**What you should do**
Rewrite the rows below, switching every "integer pixel" to "whole-number pixel" and leaving everything else unchanged.

** start Records to use **

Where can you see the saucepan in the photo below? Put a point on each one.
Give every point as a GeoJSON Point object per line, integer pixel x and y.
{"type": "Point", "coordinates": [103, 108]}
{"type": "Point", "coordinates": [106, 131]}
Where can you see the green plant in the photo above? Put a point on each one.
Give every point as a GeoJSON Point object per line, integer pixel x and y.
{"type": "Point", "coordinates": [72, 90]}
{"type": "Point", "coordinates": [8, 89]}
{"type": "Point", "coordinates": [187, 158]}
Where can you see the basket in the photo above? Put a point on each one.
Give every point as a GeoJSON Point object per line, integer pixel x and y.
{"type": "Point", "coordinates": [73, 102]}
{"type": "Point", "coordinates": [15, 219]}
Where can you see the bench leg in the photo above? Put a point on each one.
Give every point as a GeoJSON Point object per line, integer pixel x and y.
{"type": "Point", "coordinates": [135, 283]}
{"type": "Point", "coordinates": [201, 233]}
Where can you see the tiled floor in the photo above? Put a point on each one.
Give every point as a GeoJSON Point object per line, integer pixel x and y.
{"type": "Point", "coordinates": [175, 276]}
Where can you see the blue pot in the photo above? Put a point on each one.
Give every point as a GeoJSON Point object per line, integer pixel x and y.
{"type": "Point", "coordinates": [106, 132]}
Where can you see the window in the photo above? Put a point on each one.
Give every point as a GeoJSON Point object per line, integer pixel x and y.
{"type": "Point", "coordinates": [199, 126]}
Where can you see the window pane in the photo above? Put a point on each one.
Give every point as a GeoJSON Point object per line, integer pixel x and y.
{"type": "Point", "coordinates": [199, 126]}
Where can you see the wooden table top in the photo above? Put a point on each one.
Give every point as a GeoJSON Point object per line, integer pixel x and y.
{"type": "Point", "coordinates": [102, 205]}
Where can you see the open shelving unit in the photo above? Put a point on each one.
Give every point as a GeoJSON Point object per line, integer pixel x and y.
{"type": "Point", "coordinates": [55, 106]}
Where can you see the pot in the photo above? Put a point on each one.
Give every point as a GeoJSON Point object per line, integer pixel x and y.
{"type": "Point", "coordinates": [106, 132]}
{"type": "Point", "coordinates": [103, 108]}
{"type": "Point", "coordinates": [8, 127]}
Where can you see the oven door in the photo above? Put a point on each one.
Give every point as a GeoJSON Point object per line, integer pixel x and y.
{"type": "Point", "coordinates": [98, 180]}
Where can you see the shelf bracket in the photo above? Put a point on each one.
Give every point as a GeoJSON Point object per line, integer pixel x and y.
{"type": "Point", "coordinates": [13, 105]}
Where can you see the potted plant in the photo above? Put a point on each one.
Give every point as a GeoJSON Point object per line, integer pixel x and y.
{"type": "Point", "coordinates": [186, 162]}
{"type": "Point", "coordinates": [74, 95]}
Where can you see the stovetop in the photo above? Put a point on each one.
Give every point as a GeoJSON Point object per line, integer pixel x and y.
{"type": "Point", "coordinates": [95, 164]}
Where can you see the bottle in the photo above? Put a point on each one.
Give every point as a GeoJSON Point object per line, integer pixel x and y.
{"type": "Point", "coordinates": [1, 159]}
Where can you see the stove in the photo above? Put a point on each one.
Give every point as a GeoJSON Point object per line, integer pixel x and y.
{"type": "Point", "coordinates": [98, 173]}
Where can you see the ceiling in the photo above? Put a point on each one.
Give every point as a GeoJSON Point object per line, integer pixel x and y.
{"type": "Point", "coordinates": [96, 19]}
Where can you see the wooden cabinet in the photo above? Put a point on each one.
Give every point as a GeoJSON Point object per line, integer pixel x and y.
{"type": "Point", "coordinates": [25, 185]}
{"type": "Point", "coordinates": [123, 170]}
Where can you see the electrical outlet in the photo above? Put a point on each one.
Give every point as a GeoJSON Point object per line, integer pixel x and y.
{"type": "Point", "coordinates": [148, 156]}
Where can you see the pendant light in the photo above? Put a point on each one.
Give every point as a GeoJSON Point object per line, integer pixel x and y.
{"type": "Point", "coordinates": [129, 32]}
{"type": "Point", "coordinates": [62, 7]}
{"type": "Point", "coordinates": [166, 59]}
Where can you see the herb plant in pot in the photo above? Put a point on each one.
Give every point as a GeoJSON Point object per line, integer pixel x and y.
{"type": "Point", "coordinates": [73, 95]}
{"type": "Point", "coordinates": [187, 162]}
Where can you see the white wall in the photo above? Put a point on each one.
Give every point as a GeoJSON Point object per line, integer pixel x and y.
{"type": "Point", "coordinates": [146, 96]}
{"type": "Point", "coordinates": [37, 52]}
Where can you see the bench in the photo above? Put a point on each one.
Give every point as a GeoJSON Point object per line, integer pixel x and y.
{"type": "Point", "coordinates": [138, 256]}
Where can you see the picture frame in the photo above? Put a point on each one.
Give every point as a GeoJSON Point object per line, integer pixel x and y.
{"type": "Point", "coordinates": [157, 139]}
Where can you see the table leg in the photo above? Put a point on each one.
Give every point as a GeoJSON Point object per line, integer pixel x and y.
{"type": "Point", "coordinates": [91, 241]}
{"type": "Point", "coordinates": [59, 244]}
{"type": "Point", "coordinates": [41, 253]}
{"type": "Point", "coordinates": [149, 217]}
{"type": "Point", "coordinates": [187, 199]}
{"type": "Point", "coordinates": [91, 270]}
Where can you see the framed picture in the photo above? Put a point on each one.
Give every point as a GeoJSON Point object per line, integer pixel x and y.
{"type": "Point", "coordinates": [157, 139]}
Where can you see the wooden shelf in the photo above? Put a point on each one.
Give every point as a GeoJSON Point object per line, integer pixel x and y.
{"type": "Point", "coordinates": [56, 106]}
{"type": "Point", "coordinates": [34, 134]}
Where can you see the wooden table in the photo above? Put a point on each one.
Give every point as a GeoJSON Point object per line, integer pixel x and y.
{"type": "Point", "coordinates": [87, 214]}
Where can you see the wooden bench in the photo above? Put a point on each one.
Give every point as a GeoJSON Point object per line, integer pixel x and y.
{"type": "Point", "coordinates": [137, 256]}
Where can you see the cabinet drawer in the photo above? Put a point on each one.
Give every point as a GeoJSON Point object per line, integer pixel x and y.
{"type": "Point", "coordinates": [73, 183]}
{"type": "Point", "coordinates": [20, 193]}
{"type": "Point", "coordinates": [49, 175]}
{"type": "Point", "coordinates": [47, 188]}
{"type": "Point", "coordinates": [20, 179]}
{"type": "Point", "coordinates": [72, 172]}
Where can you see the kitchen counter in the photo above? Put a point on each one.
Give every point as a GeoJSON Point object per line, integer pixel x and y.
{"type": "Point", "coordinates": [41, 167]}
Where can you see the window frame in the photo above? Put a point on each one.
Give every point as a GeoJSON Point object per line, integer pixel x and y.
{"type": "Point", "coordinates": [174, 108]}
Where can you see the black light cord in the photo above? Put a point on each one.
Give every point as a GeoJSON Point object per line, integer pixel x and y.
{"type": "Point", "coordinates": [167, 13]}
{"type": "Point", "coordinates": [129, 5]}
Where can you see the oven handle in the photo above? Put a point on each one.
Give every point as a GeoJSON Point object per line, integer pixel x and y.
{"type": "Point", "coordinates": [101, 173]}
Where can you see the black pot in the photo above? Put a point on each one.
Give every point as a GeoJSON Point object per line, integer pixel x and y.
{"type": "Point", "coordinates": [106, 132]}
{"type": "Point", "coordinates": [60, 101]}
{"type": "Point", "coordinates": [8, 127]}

** end Records to use **

**Correct result**
Where can you see the saucepan in the photo below? Put a point on each one.
Give every point as a GeoJSON Point object per line, whole-number pixel x and y.
{"type": "Point", "coordinates": [103, 108]}
{"type": "Point", "coordinates": [106, 131]}
Where can you see the green plant in the photo above? Put a point on each one.
Give every point as a GeoJSON Point object per line, whole-number pixel x and y.
{"type": "Point", "coordinates": [72, 90]}
{"type": "Point", "coordinates": [8, 89]}
{"type": "Point", "coordinates": [187, 158]}
Where can you see the basket in the photo above? Put a point on each one.
Give every point as a GeoJSON Point object per line, whole-number pixel x and y.
{"type": "Point", "coordinates": [73, 102]}
{"type": "Point", "coordinates": [15, 219]}
Where can you see the bench leg in the photo above? Put a point on each one.
Give every point as a GeoJSON Point object per line, whole-number pixel x and y.
{"type": "Point", "coordinates": [135, 283]}
{"type": "Point", "coordinates": [201, 233]}
Where can you see the tiled floor in the photo above? Put a point on each one.
Give every point as a GeoJSON Point object per line, whole-number pixel x and y.
{"type": "Point", "coordinates": [175, 276]}
Where can you see the blue pot in the photo above? Put a point on each one.
Give every point as a GeoJSON Point object per line, whole-number pixel x and y.
{"type": "Point", "coordinates": [106, 132]}
Where can you see the window in the photo above? Put a point on each one.
Give every point as a GeoJSON Point object per line, whole-number pixel x and y.
{"type": "Point", "coordinates": [199, 126]}
Where can you see the window pane in the photo above? Put a point on each one.
Give every point as a GeoJSON Point object per line, whole-number pixel x and y.
{"type": "Point", "coordinates": [199, 126]}
Where can you see the wooden table top in the photo above? Put a point on each one.
Give every point as a GeoJSON Point object per line, whole-number pixel x and y.
{"type": "Point", "coordinates": [102, 205]}
Where can you see the open shelving unit in the photo above? Put a point on each one.
Give every point as a GeoJSON Point object per line, whole-number pixel x and y.
{"type": "Point", "coordinates": [55, 106]}
Where can you see the pot in the photo above? Put a point on each one.
Give every point as a GeoJSON Point object per line, whole-number pixel x and y.
{"type": "Point", "coordinates": [106, 132]}
{"type": "Point", "coordinates": [103, 108]}
{"type": "Point", "coordinates": [8, 127]}
Where can you see the oven door in the photo above? Put a point on each one.
Give every point as a GeoJSON Point object per line, whole-number pixel x and y.
{"type": "Point", "coordinates": [98, 180]}
Where can you see the shelf bracket in the photo above? Put a point on each one.
Give every point as a GeoJSON Point object per line, whole-number pixel x and y.
{"type": "Point", "coordinates": [13, 105]}
Where can you see the potted plant in the photo above? Put a point on each one.
Give every point as a GeoJSON Point object per line, whole-number pixel x and y.
{"type": "Point", "coordinates": [186, 162]}
{"type": "Point", "coordinates": [74, 95]}
Where can you see the stovetop in the photo above? Put a point on each one.
Give every point as a GeoJSON Point object per line, whole-number pixel x and y.
{"type": "Point", "coordinates": [95, 164]}
Where can you see the bottle in the photo above? Put a point on each one.
Give every point as a GeoJSON Point object per line, whole-number pixel x and y.
{"type": "Point", "coordinates": [1, 159]}
Where can you see the stove in the photo above? Put a point on each one.
Give every point as a GeoJSON Point object per line, whole-number pixel x and y.
{"type": "Point", "coordinates": [98, 173]}
Where can you see the ceiling in the photo above? Put a point on each one.
Give every point as a GeoJSON Point object per line, whole-number pixel x and y.
{"type": "Point", "coordinates": [96, 19]}
Where can you see the wooden cabinet in the photo above? Put a point on each one.
Give every point as a GeoJSON Point object per line, whole-number pixel x and y.
{"type": "Point", "coordinates": [25, 185]}
{"type": "Point", "coordinates": [123, 170]}
Where can you see the electrical outlet in the photo above? Put a point on each one.
Give every point as a GeoJSON Point object per line, whole-number pixel x and y.
{"type": "Point", "coordinates": [148, 156]}
Where can you see the pendant light in the photo above? Put a point on each one.
Give every point as a GeoJSON Point object per line, whole-number pixel x and y.
{"type": "Point", "coordinates": [129, 32]}
{"type": "Point", "coordinates": [62, 7]}
{"type": "Point", "coordinates": [166, 59]}
Where can you see the herb plant in pot in the photo above? Put a point on each one.
Give every point as a GeoJSON Point object per line, whole-number pixel x and y.
{"type": "Point", "coordinates": [73, 95]}
{"type": "Point", "coordinates": [187, 162]}
Where can you see the white wall in the photo above? Put a point on each one.
Give every point as a GeoJSON Point object per line, whole-number pixel x and y.
{"type": "Point", "coordinates": [146, 96]}
{"type": "Point", "coordinates": [37, 52]}
Where can you see the bench in the photo above? Put a point on each one.
Give every point as a GeoJSON Point object per line, whole-number pixel x and y.
{"type": "Point", "coordinates": [138, 256]}
Where can you see the picture frame in the photo above? Put a point on each one.
Give every point as a GeoJSON Point object per line, whole-number pixel x and y.
{"type": "Point", "coordinates": [157, 139]}
Where can you see the table leg in the photo above? Put a point on each one.
Give every point as a GeoJSON Point object per line, whole-number pixel x and y.
{"type": "Point", "coordinates": [91, 241]}
{"type": "Point", "coordinates": [59, 244]}
{"type": "Point", "coordinates": [41, 253]}
{"type": "Point", "coordinates": [149, 217]}
{"type": "Point", "coordinates": [187, 199]}
{"type": "Point", "coordinates": [91, 270]}
Where can you see the framed picture in the photo above? Put a point on each one.
Give every point as a GeoJSON Point object per line, whole-number pixel x and y.
{"type": "Point", "coordinates": [157, 139]}
Where can you see the wooden shelf in the photo above? Put a point on each one.
Give every point as a GeoJSON Point object per line, whole-number pixel x and y.
{"type": "Point", "coordinates": [56, 106]}
{"type": "Point", "coordinates": [34, 134]}
Where can you see the wooden table in the photo above? Put a point on each one.
Give every point as a GeoJSON Point object per line, whole-number pixel x and y.
{"type": "Point", "coordinates": [87, 214]}
Where can you see the wooden bench in the photo above? Put a point on each one.
Give every point as a GeoJSON Point object per line, whole-number pixel x and y.
{"type": "Point", "coordinates": [137, 256]}
Where can you see the cabinet drawer in the photo above? Put a point on each one.
Give every point as a GeoJSON Point object per line, whole-number pixel x and y.
{"type": "Point", "coordinates": [73, 183]}
{"type": "Point", "coordinates": [20, 193]}
{"type": "Point", "coordinates": [49, 175]}
{"type": "Point", "coordinates": [47, 188]}
{"type": "Point", "coordinates": [20, 179]}
{"type": "Point", "coordinates": [72, 172]}
Where can you see the kitchen counter in the photo above? Put a point on each one.
Give every point as a GeoJSON Point object per line, whole-number pixel x and y.
{"type": "Point", "coordinates": [41, 167]}
Where can you see the window frame in the photo above? Put a point on each one.
Give every point as a GeoJSON Point object per line, whole-number pixel x and y.
{"type": "Point", "coordinates": [174, 108]}
Where can you see the black light cord in the photo above? Put a point on each one.
Give every point as a GeoJSON Point object per line, whole-number pixel x and y.
{"type": "Point", "coordinates": [167, 13]}
{"type": "Point", "coordinates": [129, 5]}
Where can you see the oven handle in the photo above? Put a point on each one.
Give every point as a GeoJSON Point object per line, whole-number pixel x and y.
{"type": "Point", "coordinates": [101, 173]}
Where can you see the black pot in the photo above? Put a point on each one.
Give every point as a GeoJSON Point object per line, whole-number pixel x and y.
{"type": "Point", "coordinates": [106, 132]}
{"type": "Point", "coordinates": [60, 101]}
{"type": "Point", "coordinates": [8, 127]}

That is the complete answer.